Exercise description: Tally the lines in the data below that contain the string "pale", treating uppercase and lowercase as different. Reply with the number alone.

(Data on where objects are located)
▼▼▼

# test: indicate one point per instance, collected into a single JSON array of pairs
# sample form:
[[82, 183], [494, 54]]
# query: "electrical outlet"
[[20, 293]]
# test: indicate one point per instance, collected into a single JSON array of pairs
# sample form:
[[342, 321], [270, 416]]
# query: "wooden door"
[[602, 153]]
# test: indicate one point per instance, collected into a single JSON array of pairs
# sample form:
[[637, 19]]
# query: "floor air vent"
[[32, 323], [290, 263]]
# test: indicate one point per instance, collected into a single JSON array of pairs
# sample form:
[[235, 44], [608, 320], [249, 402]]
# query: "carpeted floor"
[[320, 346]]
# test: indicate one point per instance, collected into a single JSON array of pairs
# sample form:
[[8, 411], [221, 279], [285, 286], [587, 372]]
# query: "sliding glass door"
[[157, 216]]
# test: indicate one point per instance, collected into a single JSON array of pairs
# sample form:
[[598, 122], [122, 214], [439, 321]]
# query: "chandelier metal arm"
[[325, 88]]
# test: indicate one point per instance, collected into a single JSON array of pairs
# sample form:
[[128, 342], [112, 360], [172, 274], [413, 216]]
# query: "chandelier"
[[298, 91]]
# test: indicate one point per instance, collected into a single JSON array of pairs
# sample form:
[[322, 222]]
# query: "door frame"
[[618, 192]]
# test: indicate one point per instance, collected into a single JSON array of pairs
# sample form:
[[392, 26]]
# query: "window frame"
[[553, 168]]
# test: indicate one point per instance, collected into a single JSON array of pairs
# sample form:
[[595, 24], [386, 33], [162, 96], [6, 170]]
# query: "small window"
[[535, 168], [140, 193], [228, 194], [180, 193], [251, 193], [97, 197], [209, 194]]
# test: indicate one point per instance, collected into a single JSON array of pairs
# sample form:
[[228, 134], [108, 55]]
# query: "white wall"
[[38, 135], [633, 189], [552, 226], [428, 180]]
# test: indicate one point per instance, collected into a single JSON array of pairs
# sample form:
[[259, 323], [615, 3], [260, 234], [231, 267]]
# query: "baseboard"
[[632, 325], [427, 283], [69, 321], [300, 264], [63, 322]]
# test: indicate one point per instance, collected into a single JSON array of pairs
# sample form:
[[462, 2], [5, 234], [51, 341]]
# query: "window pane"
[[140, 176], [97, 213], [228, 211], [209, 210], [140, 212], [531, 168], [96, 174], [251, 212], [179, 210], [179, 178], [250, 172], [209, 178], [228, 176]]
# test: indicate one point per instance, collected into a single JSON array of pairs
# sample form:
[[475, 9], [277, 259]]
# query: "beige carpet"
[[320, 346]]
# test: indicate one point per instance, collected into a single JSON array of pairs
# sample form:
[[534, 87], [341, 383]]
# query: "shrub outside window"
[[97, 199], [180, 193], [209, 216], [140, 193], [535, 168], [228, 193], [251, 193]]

▲▲▲
▼▼▼

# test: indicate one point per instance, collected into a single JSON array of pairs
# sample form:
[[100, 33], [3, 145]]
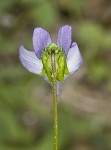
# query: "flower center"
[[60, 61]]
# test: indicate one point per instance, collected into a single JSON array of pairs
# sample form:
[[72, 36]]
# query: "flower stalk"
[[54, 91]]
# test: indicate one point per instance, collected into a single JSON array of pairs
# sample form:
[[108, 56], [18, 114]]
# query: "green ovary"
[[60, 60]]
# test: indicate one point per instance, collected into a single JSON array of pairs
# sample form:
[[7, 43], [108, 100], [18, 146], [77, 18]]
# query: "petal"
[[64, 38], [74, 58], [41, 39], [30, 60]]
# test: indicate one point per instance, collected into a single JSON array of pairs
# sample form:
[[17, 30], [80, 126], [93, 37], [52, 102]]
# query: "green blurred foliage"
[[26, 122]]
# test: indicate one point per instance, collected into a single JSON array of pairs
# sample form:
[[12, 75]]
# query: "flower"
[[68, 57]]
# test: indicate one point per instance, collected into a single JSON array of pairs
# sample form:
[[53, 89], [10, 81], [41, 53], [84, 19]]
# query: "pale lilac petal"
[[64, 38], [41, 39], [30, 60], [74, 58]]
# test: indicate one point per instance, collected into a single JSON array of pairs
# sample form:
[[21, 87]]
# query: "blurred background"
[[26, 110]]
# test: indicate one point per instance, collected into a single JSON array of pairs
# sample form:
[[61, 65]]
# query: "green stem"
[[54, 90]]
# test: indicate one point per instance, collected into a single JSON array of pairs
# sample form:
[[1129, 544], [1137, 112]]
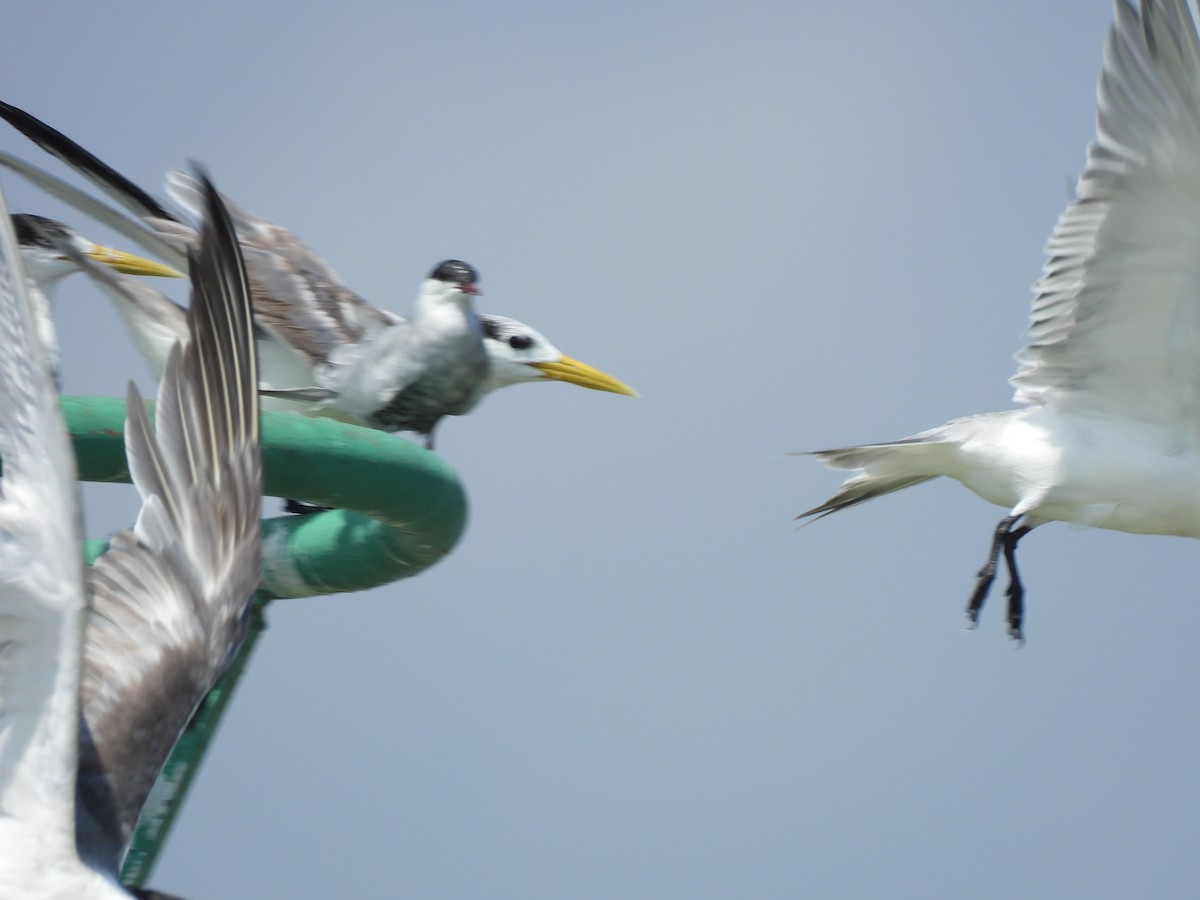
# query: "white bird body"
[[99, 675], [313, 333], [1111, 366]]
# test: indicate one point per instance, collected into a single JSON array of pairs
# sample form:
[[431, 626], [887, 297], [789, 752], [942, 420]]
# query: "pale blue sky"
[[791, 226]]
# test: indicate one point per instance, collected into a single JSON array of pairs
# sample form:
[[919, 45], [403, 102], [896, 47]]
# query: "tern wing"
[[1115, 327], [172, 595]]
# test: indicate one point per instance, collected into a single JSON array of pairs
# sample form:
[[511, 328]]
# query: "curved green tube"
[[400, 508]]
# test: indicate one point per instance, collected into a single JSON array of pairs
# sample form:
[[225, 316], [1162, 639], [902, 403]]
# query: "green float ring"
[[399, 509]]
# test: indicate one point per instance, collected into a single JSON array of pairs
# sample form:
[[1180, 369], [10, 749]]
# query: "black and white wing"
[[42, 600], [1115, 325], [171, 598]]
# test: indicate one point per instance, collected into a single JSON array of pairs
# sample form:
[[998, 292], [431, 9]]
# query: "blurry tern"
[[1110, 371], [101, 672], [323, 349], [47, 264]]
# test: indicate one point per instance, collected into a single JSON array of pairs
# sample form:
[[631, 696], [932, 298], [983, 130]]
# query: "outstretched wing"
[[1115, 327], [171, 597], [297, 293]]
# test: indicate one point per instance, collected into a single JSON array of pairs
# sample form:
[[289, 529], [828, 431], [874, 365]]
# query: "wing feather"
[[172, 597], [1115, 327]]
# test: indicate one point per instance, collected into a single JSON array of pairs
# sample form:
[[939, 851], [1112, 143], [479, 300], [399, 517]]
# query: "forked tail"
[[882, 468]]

▲▲▲
▼▼▼

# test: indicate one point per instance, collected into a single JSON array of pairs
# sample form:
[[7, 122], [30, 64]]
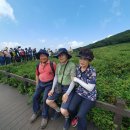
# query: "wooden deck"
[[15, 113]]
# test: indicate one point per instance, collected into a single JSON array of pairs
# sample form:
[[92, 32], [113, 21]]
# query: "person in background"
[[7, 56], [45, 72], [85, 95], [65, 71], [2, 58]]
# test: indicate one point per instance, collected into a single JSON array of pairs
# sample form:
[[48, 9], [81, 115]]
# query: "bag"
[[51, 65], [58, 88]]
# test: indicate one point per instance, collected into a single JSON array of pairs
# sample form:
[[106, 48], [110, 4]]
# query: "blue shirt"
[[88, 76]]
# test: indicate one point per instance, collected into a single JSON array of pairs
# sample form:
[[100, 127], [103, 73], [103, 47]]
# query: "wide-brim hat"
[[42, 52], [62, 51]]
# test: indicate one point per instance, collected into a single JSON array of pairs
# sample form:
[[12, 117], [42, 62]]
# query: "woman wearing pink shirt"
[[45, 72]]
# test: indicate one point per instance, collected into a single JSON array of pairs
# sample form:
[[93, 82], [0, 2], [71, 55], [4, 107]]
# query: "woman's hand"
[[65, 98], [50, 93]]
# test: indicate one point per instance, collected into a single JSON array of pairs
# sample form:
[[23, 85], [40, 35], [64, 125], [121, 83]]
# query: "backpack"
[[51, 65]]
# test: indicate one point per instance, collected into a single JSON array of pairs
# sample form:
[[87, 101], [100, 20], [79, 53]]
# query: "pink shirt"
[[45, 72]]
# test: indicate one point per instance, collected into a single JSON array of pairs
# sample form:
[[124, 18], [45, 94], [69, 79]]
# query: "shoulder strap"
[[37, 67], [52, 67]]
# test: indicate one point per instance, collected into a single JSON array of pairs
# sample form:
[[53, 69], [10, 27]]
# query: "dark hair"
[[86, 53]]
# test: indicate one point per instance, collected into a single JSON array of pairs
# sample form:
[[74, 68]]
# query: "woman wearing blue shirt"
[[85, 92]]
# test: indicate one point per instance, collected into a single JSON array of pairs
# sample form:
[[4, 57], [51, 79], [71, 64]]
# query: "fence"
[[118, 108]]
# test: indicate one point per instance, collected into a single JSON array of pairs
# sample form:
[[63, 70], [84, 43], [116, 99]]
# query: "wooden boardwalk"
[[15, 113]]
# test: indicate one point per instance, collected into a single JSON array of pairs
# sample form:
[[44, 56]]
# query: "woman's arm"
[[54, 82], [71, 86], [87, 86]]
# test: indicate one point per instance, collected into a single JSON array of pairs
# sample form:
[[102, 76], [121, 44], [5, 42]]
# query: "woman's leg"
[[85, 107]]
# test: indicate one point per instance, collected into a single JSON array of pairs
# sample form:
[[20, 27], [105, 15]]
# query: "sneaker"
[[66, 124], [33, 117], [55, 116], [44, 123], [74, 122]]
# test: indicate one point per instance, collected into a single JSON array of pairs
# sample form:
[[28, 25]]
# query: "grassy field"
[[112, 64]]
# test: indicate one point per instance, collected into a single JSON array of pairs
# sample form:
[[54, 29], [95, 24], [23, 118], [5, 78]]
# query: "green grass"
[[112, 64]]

▲▲▲

In response: 2